##### SUPPLIED TEXT #####

Distal flap necrosis induced by excessive tissue tension. a) Giant congenital pigmented nevus on the right lower leg of a two-year old boy. b) Tissue expanders inserted on the lateral and medial sides of the upper thigh, filled to capacity. c) Lateral leg two days after resurfacing with rotation-advancement flap from expanded lateral thigh tissue. d) Medial leg two days after resurfacing with direct-advancement flap from expanded medial thigh tissue demonstrating distal flap necrosis. e) Necrotic tissue of distal flap debrided to promote healing by secondary intention. f) Medial leg two months after flap advancement, with healing of distal aspect of flap by secondary intention.

A major cause for recurring flap failure arises from the difficulty to determine tissue stress in vivo, a problem that spans all surgical disciplines [62]. Even if mechanical cues are recognized as critical factors, measuring the stress profile in the clinical setting is virtually impossible. Computational models offer an excellent alternative to predict tissue stresses, provided the underlying constitutive models are appropriately calibrated [10, 39]. The past two decades have seen remarkable advances in computational modeling as a useful tool in surgery planning and treatment optimization [61, 64]. For skin, computational modeling has only recently received increased attention [31, 47].

Skin is a remarkable tissue and the largest organ of our body. In the adult, it covers an area of approximately 2m² and weights about 3.5kg. The main functions of skin are to protect our interior body from the outside world, to regulate temperature and water exchange, and insulate our internal machinery from harmful substances and solar radiation [49]. Additionally, skin is densely packed with neural receptors that make it our largest sensor, the one responsible for our tactile sense [12]. Although it is a very thin membrane, only 8 to 14mm thick, skin consists of three distinct layers [66]. The outermost layer, the epidermis, consists of several sublayers of cells stacked on top of one another. Cells in the inner epidermis undergo constant mitosis to continuously regenerate the epidermis; cells in the outer epidermis are dead [54]. The inner epidermis is connected to the dermis, the main load bearing layer of skin [55]. It consists of a water-based matrix that serves as a scaffold for its collagen and elastin fiber network. The hypodermis, which lies underneath the dermis, consists primarily of fat. Its function is to anchor the skin to the underlying bone and muscle tissue.

#####

> _PROBLEM SET_:
**1)** Please condense the paragraph of the supplied text that begins "A major cause for recurring flap failure" into a short bulleted list that keeps its main facts.
**2)** Repeat word for word the stretch of the supplied text from "A major cause" through "attention [31, 47].".
These rows come from a separate source.

##### RECORDS SUPPLIED #####

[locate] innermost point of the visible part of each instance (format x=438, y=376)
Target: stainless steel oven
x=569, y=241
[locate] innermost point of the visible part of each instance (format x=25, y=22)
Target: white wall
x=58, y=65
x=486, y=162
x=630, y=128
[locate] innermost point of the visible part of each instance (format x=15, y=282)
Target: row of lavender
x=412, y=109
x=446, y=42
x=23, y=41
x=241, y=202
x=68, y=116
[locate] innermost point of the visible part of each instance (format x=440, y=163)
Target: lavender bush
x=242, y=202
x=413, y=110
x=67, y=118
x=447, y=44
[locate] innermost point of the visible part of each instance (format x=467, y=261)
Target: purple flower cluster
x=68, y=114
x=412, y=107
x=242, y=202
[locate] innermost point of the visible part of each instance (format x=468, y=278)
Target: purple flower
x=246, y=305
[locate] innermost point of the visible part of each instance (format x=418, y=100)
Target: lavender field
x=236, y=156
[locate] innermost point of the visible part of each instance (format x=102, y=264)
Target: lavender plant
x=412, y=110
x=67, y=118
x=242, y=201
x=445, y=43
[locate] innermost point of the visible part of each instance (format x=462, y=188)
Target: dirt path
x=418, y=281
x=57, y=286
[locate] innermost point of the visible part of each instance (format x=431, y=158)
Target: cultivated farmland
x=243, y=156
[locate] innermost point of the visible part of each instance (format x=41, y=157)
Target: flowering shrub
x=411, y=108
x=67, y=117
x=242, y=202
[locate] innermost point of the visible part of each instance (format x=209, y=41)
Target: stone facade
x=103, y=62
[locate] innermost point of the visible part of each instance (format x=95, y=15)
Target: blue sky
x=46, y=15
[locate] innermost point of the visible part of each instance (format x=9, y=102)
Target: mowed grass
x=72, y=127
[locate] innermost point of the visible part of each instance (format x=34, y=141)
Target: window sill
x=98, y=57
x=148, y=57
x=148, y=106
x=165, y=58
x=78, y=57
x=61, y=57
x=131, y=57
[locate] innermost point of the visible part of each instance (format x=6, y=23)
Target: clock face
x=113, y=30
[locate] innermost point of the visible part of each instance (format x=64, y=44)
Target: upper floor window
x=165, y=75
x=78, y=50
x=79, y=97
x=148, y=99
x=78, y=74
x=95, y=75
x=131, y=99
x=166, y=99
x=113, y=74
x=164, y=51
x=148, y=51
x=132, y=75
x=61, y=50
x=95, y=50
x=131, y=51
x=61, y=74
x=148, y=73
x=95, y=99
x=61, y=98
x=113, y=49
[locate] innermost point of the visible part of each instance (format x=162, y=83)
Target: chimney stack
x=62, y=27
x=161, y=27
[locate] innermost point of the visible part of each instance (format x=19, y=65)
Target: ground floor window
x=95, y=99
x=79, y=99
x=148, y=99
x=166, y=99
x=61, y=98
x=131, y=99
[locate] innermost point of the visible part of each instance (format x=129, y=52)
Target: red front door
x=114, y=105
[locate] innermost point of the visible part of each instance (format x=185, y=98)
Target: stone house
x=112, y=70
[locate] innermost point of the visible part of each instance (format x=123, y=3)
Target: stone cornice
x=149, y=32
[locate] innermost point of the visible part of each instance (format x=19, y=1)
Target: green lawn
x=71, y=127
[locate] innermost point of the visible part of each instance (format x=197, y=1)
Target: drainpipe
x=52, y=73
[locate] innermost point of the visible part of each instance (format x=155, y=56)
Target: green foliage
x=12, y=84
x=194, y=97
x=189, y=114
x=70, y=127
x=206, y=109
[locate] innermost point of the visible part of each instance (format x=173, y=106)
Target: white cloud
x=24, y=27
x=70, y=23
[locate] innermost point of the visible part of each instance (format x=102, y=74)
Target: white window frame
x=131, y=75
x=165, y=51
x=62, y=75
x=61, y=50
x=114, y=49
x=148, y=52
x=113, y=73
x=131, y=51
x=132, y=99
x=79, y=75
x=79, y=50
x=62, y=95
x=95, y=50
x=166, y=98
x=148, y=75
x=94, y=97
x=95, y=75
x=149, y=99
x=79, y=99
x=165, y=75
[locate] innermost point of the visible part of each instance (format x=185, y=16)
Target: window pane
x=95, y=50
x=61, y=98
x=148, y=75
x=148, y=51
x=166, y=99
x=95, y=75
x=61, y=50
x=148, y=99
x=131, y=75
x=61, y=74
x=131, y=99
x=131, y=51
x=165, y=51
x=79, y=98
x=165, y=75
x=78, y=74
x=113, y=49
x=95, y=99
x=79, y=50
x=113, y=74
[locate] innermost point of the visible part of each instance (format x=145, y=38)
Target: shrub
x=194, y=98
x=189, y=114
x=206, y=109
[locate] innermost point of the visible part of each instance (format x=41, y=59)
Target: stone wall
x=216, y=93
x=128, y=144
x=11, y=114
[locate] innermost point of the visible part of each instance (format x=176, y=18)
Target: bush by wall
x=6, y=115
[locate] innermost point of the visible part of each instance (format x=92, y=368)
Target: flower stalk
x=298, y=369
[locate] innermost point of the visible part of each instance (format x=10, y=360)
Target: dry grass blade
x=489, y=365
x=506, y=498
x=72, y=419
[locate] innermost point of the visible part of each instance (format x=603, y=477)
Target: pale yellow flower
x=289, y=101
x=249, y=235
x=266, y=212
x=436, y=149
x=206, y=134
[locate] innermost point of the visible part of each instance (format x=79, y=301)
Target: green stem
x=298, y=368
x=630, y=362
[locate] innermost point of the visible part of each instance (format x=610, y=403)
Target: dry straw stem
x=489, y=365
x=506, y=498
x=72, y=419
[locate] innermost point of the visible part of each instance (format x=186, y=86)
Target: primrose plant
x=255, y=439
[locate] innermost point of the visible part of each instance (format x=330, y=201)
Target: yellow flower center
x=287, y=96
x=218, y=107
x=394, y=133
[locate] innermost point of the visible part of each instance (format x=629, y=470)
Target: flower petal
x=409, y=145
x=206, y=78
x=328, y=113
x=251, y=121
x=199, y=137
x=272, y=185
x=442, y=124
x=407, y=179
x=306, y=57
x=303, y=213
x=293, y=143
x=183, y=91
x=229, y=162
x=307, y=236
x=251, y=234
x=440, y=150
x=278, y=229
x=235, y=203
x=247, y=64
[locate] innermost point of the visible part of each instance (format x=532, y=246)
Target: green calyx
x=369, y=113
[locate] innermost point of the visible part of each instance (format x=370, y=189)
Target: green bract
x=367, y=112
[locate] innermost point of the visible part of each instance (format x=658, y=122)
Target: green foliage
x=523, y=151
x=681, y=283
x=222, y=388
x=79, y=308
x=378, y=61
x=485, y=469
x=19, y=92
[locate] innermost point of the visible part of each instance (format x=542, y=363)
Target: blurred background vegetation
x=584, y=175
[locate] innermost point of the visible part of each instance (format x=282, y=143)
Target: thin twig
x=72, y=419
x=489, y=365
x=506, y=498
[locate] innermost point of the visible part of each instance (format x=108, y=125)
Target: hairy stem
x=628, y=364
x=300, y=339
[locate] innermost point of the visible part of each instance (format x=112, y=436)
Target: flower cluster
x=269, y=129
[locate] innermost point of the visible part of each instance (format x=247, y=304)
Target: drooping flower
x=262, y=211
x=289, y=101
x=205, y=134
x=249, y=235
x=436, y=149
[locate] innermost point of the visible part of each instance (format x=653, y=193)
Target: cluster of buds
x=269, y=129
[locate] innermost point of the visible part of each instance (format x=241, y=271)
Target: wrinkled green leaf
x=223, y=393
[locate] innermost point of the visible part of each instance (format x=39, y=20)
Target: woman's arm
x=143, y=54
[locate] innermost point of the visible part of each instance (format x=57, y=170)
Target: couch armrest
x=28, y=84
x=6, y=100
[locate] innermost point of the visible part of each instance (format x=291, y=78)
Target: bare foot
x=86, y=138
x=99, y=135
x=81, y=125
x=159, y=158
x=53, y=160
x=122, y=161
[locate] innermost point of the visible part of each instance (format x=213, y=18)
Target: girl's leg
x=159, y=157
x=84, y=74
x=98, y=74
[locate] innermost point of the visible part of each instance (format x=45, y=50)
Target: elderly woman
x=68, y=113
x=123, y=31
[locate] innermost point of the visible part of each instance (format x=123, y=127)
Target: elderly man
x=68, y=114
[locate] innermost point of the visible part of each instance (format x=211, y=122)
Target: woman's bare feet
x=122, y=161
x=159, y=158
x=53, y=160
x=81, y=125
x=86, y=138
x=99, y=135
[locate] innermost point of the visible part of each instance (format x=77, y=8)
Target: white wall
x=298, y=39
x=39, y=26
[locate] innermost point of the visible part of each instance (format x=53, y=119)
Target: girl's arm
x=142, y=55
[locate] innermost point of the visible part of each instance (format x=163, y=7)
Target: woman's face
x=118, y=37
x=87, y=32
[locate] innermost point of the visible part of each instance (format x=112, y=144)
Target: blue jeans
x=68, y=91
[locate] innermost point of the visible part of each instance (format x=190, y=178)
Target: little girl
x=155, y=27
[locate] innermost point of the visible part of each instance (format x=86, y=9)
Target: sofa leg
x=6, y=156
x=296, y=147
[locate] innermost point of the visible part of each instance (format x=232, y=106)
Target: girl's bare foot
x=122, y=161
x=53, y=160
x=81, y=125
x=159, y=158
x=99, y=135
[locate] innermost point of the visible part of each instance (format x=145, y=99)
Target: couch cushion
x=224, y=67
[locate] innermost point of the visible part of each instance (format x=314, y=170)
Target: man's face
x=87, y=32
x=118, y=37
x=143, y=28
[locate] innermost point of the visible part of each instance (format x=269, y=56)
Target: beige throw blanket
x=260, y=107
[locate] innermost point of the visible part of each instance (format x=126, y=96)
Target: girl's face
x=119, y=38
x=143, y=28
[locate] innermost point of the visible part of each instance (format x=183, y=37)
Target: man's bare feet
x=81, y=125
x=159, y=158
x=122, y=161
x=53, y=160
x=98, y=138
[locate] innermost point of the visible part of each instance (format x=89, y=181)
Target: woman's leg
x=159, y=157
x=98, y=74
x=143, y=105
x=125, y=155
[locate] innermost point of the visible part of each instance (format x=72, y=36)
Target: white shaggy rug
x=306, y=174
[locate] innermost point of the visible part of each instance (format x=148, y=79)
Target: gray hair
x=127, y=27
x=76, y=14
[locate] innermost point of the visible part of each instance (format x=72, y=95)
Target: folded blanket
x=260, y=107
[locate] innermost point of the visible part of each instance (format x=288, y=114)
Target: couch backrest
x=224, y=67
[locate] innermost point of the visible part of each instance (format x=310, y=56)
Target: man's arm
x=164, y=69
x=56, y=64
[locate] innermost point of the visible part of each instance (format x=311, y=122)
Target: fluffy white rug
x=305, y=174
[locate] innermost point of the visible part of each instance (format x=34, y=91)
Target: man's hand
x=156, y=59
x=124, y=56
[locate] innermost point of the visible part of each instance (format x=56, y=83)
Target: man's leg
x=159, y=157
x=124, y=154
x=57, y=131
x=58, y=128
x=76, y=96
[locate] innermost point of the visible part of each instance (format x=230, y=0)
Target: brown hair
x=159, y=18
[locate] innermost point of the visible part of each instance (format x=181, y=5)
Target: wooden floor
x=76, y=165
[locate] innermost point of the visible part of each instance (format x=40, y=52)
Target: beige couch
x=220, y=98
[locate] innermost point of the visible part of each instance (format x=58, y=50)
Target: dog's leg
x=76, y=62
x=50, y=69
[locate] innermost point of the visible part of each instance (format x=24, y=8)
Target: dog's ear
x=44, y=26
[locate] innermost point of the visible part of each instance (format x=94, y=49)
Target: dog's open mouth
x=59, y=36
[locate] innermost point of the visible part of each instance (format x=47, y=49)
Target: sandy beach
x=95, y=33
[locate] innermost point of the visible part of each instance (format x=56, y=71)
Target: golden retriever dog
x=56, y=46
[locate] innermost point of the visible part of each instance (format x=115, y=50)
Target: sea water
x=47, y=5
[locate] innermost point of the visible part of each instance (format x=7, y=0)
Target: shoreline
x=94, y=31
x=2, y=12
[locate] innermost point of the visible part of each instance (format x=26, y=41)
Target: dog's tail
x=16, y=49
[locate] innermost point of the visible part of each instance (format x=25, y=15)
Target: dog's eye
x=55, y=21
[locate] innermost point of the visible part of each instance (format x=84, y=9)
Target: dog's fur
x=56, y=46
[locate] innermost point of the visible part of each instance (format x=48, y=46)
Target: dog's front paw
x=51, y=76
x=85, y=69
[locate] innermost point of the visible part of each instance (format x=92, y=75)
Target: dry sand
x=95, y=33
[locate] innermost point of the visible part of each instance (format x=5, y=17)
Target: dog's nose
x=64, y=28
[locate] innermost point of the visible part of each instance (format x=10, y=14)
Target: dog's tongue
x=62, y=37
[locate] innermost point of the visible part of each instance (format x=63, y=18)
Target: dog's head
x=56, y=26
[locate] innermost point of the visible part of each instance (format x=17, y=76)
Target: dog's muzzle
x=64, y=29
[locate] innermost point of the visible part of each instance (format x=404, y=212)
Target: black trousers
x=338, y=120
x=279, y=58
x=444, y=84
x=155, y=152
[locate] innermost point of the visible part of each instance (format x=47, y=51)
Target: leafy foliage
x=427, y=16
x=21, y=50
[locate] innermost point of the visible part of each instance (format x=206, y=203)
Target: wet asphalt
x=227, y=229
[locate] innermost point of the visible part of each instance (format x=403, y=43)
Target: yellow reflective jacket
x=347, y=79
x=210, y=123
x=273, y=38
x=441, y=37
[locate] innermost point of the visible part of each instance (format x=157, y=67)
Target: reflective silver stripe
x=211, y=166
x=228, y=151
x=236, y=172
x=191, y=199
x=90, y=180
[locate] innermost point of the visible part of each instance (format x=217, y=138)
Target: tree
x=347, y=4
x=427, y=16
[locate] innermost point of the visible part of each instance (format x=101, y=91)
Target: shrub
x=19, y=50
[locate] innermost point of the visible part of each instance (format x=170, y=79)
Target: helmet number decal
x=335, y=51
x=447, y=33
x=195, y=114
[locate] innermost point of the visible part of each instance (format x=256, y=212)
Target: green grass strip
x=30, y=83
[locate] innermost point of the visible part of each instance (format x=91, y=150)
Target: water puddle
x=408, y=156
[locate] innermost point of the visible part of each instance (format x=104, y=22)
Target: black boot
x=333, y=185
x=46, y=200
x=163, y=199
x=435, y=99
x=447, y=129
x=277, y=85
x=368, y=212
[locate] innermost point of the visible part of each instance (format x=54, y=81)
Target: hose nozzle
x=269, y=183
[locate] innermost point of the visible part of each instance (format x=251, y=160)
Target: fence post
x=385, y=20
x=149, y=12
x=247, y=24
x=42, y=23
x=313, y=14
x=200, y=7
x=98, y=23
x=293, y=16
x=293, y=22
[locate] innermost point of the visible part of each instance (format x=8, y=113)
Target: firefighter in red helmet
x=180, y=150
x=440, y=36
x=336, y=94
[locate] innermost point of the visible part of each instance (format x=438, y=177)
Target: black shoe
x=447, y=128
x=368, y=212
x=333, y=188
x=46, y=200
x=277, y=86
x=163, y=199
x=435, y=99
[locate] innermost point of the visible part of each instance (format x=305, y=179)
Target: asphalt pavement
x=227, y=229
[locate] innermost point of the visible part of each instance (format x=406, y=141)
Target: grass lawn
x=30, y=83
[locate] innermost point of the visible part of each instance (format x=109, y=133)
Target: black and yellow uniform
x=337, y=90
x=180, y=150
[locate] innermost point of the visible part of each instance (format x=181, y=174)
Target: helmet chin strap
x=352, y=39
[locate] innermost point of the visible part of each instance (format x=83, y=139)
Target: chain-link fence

#####

> _ANSWERS TO EACH TASK_:
**1)**
- Recurring flap failure is largely caused by the difficulty of determining tissue stress in vivo, a problem across all surgical disciplines.
- Mechanical cues are recognized as critical, but measuring the stress profile in the clinical setting is virtually impossible.
- Computational models can predict tissue stresses if their constitutive models are properly calibrated.
- Over the past two decades, computational modeling has advanced as a tool for surgery planning and treatment optimization.
- For skin, such modeling has only recently drawn increased attention.

**2)**
A major cause for recurring flap failure arises from the difficulty to determine tissue stress in vivo, a problem that spans all surgical disciplines [62]. Even if mechanical cues are recognized as critical factors, measuring the stress profile in the clinical setting is virtually impossible. Computational models offer an excellent alternative to predict tissue stresses, provided the underlying constitutive models are appropriately calibrated [10, 39]. The past two decades have seen remarkable advances in computational modeling as a useful tool in surgery planning and treatment optimization [61, 64]. For skin, computational modeling has only recently received increased attention [31, 47].